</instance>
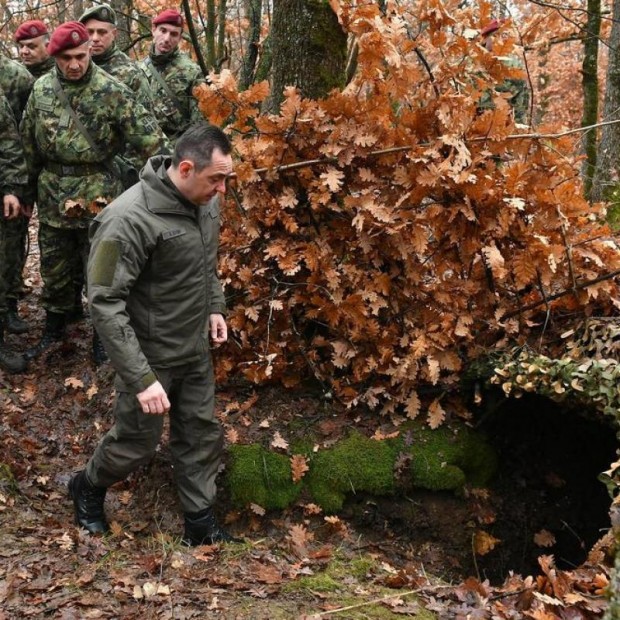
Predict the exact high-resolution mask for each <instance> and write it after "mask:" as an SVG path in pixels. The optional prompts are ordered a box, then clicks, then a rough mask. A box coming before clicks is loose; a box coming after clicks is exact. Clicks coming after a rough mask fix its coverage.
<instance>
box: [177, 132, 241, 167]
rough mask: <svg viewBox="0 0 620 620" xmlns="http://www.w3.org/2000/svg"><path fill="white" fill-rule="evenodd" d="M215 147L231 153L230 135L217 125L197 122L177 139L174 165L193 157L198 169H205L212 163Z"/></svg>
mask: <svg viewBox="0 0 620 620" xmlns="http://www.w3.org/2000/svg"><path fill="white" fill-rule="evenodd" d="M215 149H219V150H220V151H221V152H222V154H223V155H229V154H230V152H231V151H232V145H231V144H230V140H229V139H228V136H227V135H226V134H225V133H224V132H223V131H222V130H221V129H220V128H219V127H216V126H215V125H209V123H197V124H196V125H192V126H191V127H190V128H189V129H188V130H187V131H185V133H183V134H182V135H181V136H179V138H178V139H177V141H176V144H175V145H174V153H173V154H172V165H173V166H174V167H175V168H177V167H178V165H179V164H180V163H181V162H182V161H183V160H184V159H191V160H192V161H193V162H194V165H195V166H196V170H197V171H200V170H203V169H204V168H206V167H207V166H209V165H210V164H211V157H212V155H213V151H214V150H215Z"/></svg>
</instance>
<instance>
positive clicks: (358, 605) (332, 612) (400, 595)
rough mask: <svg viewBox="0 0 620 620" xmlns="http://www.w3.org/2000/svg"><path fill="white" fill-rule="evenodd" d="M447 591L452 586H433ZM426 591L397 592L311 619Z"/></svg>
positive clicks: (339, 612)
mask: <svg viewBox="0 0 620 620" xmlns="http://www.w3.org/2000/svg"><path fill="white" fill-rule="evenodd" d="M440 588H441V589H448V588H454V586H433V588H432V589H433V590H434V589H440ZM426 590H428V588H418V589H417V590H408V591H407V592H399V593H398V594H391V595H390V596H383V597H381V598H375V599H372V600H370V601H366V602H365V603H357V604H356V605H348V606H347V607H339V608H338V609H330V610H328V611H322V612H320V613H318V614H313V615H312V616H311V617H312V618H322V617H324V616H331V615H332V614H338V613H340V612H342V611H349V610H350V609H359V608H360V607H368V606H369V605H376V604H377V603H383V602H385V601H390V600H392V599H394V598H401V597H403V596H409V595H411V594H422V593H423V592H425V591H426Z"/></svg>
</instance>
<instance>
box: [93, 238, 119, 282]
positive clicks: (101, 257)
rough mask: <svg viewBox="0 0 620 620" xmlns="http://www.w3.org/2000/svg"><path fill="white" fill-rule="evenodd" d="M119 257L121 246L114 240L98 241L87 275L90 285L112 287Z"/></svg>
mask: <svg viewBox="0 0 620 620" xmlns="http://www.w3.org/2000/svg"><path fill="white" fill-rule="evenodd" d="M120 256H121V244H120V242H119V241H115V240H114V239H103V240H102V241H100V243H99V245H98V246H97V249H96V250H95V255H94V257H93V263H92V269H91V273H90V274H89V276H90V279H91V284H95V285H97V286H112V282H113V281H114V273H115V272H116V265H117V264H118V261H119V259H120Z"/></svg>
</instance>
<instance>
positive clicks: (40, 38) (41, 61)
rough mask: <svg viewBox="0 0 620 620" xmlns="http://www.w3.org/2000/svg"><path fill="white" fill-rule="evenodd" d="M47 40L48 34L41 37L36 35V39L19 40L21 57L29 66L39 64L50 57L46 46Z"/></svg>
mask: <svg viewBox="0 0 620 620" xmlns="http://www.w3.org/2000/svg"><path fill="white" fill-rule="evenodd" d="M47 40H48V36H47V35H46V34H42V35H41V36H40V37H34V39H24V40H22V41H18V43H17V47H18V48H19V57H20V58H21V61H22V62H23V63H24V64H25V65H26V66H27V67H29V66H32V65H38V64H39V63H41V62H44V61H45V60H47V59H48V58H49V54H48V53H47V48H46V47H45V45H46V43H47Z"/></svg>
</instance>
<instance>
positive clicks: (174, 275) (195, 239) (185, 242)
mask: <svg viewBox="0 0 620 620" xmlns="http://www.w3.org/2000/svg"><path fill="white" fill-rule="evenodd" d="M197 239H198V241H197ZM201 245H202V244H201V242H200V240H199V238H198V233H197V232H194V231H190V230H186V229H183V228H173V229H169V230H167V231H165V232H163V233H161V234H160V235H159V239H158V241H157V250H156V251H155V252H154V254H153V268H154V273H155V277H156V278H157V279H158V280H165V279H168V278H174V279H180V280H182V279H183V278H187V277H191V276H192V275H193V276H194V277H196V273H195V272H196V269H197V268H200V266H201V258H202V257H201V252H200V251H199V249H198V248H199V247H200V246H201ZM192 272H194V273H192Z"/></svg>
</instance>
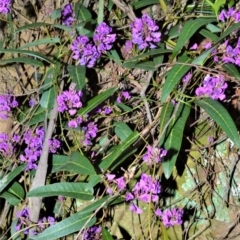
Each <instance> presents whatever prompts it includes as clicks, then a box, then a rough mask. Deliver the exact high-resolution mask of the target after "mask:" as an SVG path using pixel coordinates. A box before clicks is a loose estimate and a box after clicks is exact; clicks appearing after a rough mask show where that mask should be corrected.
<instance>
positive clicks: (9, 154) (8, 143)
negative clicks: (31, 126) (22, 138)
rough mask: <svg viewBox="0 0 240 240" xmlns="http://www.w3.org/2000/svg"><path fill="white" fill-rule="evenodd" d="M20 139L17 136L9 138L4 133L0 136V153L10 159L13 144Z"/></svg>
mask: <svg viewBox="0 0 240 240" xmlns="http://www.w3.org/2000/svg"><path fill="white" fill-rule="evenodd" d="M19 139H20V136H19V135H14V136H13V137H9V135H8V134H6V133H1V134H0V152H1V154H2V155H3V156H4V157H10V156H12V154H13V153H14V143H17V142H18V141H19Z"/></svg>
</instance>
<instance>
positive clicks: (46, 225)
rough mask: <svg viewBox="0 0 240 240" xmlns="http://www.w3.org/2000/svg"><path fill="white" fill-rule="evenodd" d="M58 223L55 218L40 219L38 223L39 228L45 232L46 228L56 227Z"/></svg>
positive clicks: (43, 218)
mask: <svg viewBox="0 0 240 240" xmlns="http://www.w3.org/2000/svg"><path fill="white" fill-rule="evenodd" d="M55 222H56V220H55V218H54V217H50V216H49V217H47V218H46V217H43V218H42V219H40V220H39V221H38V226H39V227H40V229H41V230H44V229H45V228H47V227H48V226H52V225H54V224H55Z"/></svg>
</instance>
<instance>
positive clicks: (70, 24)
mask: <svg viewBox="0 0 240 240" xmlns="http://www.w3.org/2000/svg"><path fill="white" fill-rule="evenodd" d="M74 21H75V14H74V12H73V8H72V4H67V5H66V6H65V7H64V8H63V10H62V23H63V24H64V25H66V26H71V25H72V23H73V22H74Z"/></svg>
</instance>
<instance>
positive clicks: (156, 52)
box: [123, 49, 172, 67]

▶ TASK DIRECTIONS
Reproduce the records verbatim from their first line through the line containing "147L231 153L230 135L217", both ends included, and omit any pictures from your copy.

▶ RESPONSE BELOW
</instance>
Predict the exact high-resolution mask for each <instance> and write it after "mask:" as an SVG path in pixels. The optional prompts are ordered a box, then clicks, then a rough mask. A box coming before clicks is loose; a box coming after clicks is exact. Clicks coming after a rough mask fix its coverage.
<instance>
box: [177, 132, 241, 167]
rough mask: <svg viewBox="0 0 620 620" xmlns="http://www.w3.org/2000/svg"><path fill="white" fill-rule="evenodd" d="M215 147L231 153L230 135L217 125L197 122L177 139L174 165L193 157L198 169H205L212 163Z"/></svg>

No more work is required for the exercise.